* Work required *
Rewrite the rows from the line with "such as <point>610,819</point>" to the line with "<point>1159,334</point>", both included, as a JSON list of strings. Use one string per line and leave out blank lines.

* Data rows *
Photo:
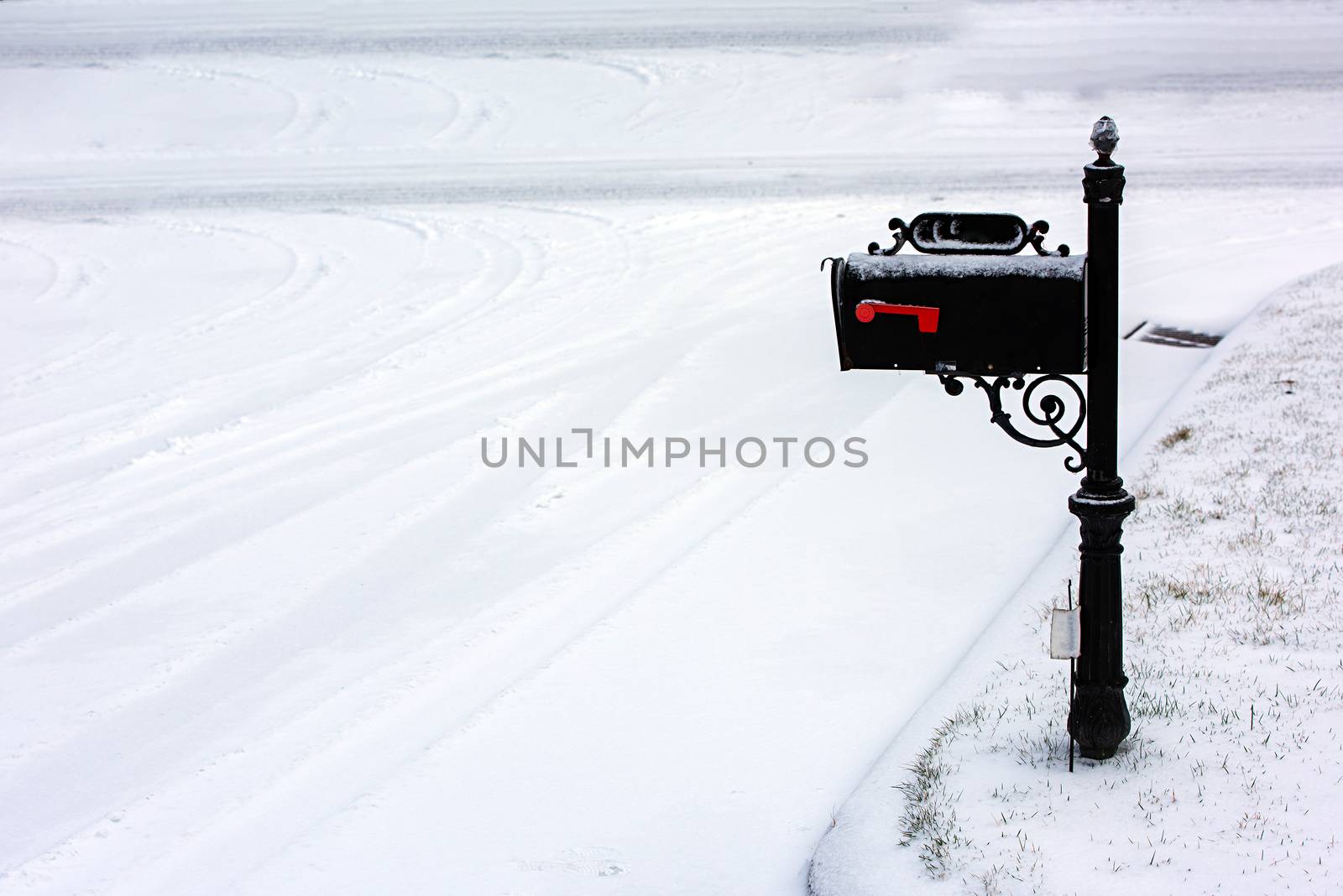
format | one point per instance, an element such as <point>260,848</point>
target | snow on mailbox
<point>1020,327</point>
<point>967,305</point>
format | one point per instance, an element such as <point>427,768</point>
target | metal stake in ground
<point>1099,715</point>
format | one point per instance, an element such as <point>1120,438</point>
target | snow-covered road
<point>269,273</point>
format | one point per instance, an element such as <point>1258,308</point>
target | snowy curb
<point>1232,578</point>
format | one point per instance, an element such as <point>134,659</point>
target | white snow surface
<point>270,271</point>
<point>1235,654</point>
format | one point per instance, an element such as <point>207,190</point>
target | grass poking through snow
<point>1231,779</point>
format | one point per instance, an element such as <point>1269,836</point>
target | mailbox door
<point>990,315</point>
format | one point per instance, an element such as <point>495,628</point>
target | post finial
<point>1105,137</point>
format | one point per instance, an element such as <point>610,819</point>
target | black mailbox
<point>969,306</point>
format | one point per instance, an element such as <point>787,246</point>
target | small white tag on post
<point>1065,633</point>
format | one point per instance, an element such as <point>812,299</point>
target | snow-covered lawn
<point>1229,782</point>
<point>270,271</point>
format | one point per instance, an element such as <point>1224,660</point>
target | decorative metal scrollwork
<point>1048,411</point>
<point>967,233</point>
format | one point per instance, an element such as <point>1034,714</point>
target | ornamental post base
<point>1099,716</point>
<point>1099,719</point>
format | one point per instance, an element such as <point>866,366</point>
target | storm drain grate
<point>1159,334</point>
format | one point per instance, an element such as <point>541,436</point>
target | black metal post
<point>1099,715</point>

* * *

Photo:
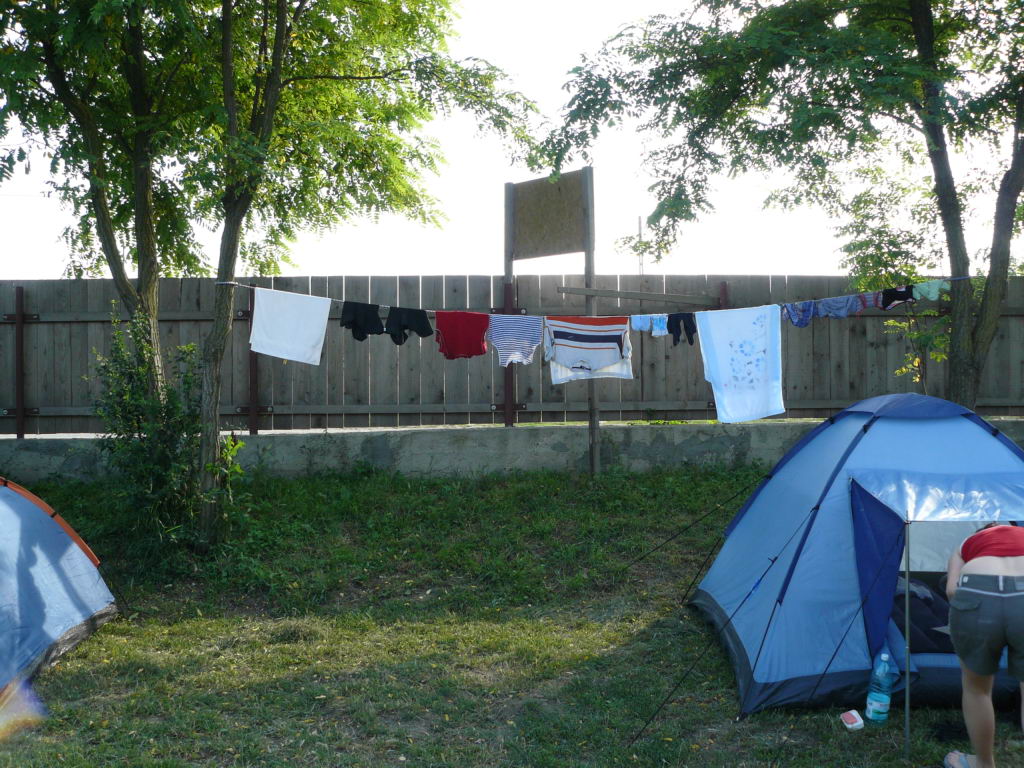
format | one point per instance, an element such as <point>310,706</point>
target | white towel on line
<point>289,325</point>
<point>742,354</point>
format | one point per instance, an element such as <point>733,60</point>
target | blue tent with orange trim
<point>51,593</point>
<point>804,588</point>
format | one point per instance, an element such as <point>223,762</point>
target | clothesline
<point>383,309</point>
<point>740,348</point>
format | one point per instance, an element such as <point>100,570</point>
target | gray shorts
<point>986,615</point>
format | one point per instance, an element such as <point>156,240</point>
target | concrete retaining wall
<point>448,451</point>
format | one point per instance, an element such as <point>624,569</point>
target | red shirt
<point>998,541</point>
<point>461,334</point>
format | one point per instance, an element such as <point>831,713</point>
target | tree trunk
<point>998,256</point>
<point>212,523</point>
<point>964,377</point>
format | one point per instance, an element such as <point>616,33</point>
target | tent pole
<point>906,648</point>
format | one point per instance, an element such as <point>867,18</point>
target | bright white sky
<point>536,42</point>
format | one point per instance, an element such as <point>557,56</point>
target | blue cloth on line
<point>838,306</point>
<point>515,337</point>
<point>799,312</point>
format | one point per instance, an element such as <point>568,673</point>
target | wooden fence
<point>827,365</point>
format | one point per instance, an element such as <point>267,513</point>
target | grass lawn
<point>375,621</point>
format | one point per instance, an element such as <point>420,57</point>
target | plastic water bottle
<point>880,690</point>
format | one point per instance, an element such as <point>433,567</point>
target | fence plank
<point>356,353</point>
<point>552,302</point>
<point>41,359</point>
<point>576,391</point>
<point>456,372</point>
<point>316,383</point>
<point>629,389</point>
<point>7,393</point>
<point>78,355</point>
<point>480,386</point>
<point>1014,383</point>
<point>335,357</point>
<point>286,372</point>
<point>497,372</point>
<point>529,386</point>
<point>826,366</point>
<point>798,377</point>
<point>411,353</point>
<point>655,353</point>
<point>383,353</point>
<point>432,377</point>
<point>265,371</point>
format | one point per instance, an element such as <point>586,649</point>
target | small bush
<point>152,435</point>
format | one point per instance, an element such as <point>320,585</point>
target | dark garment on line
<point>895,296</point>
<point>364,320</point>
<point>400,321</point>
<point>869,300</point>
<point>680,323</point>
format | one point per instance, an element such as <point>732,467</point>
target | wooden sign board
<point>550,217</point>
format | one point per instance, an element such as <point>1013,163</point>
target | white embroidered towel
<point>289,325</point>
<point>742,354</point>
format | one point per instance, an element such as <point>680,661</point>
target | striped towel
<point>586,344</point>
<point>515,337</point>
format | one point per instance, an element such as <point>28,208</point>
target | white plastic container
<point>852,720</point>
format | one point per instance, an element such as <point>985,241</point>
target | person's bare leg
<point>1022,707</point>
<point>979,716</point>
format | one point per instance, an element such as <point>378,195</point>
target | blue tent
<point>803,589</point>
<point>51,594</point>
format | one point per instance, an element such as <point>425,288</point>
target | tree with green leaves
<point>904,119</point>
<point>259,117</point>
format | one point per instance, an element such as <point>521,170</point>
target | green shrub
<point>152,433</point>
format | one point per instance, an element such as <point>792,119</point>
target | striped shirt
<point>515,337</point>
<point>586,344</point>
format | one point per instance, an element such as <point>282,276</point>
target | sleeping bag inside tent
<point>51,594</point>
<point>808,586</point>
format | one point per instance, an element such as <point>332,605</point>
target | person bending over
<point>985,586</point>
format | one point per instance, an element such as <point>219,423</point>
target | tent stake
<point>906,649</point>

* Written answer *
[
  "format | one point per instance, an element such as <point>610,819</point>",
  "target | black mailbox",
  "<point>969,306</point>",
  "format | one point per instance, an element such as <point>787,246</point>",
  "target | small white tag on post",
  "<point>1065,633</point>",
  "format | one point per instance, an element such as <point>812,299</point>",
  "target | snow-covered lawn",
  "<point>1229,782</point>",
  "<point>270,271</point>",
  "format | one point per instance, an element such as <point>1224,660</point>",
  "target | decorative metal scrollwork",
  "<point>1048,411</point>",
  "<point>967,233</point>",
  "format | one point per instance, an element such as <point>1034,714</point>",
  "target | ornamental post base",
  "<point>1099,716</point>",
  "<point>1099,719</point>",
  "format | one point per instance, an element such as <point>866,366</point>",
  "target | storm drain grate",
  "<point>1159,334</point>"
]